WHAT THIS TASK INVOLVES: Can you give all the rows below as a Markdown table with two columns, Number and Line, numbering each one and leaving out any blank lines?

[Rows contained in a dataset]
— START —

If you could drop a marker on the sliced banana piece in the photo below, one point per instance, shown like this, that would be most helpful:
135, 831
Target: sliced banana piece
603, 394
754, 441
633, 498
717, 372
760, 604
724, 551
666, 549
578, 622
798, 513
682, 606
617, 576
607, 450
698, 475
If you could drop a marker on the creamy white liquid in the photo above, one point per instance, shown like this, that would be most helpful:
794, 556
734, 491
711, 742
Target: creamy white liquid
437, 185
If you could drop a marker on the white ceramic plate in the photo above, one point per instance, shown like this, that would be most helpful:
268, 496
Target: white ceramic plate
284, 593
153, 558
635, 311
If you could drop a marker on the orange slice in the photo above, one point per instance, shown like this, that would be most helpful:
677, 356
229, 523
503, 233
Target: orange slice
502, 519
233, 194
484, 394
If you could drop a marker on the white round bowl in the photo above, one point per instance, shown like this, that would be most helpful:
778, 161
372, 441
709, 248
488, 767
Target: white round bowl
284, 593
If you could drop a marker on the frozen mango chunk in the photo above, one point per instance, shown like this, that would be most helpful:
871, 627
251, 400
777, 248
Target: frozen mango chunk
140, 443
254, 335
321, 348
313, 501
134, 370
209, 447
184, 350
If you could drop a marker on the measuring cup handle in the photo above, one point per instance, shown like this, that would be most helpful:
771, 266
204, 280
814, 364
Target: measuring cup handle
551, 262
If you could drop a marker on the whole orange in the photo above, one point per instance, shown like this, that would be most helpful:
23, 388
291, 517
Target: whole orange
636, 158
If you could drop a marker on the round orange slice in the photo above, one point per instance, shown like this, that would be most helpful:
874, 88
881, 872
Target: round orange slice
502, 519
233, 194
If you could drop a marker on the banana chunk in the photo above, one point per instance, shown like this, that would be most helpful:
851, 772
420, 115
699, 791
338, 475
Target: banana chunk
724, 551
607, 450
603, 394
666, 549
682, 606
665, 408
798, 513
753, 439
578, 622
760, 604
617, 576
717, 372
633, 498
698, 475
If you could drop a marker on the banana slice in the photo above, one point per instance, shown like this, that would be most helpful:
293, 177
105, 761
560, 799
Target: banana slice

— END —

REPLY TO THE EXERCISE:
| Number | Line |
|---|---|
| 1 | If you could drop a marker on the sliced banana piece in the photo below, one point per instance, shown like this, that would be most helpful: |
| 2 | 135, 831 |
| 3 | Target: sliced banana piece |
| 4 | 603, 394 |
| 5 | 754, 441 |
| 6 | 633, 498 |
| 7 | 717, 372 |
| 8 | 760, 604 |
| 9 | 724, 551 |
| 10 | 666, 549 |
| 11 | 578, 622 |
| 12 | 798, 513 |
| 13 | 682, 606 |
| 14 | 617, 576 |
| 15 | 607, 450 |
| 16 | 698, 475 |
| 17 | If you could drop a marker on the creamy white liquid in the photo above, one point per instance, shown like this, that would be most helpful: |
| 18 | 794, 556 |
| 19 | 734, 491 |
| 20 | 711, 742 |
| 21 | Target: creamy white liquid |
| 22 | 437, 185 |
| 23 | If you could drop a marker on the white ceramic plate in the photo above, one point per instance, shown like this, that would be most helpful: |
| 24 | 268, 496 |
| 25 | Target: white ceramic plate |
| 26 | 284, 593 |
| 27 | 153, 558 |
| 28 | 635, 311 |
| 29 | If you could drop a marker on the orange slice in the photo above, one point per instance, shown like this, that would be most helpful: |
| 30 | 677, 356 |
| 31 | 229, 523 |
| 32 | 503, 233 |
| 33 | Target: orange slice |
| 34 | 502, 519 |
| 35 | 233, 194 |
| 36 | 484, 394 |
| 37 | If you could drop a marker on the white round bowl in the photo above, one point per instance, shown like this, that would be most helpful: |
| 38 | 778, 161 |
| 39 | 372, 441 |
| 40 | 709, 248 |
| 41 | 488, 767 |
| 42 | Target: white round bowl |
| 43 | 284, 593 |
| 44 | If you could drop a marker on the frozen mango chunk in the photo above, one point per instance, shown like this, that would be most helpful: |
| 45 | 871, 627 |
| 46 | 251, 400 |
| 47 | 777, 248 |
| 48 | Target: frozen mango chunk |
| 49 | 140, 443 |
| 50 | 254, 335 |
| 51 | 321, 348 |
| 52 | 313, 501 |
| 53 | 134, 370 |
| 54 | 209, 447 |
| 55 | 184, 350 |
| 56 | If you could drop a marker on the measuring cup handle in the photo above, one point per instance, shown like this, that would be most helpful: |
| 57 | 771, 266 |
| 58 | 204, 280 |
| 59 | 814, 364 |
| 60 | Target: measuring cup handle |
| 61 | 551, 262 |
| 62 | If you could drop a marker on the whole orange in the photo above, one point per instance, shown like this, that would be most helpful: |
| 63 | 23, 388 |
| 64 | 291, 517 |
| 65 | Target: whole orange |
| 66 | 636, 158 |
| 67 | If you could drop a marker on the round orange slice in the photo above, one point per instance, shown like this, that would be most helpful: |
| 68 | 874, 88 |
| 69 | 881, 872 |
| 70 | Target: round orange slice |
| 71 | 502, 519 |
| 72 | 233, 194 |
| 73 | If you could drop a marker on the banana chunk in the photo above, one point per instance, shown like this, that would be most helpful: |
| 74 | 851, 772 |
| 75 | 420, 115 |
| 76 | 699, 791 |
| 77 | 338, 475 |
| 78 | Target: banana chunk |
| 79 | 724, 551 |
| 80 | 607, 450 |
| 81 | 603, 394 |
| 82 | 666, 549 |
| 83 | 682, 606 |
| 84 | 665, 408 |
| 85 | 798, 513 |
| 86 | 753, 439 |
| 87 | 578, 622 |
| 88 | 760, 604 |
| 89 | 617, 576 |
| 90 | 717, 372 |
| 91 | 633, 498 |
| 92 | 698, 475 |
| 93 | If you could drop a marker on the banana slice in the photo above, one point per instance, shown like this, that would be most helpful: |
| 94 | 293, 177 |
| 95 | 105, 761 |
| 96 | 560, 799 |
| 97 | Target: banana slice |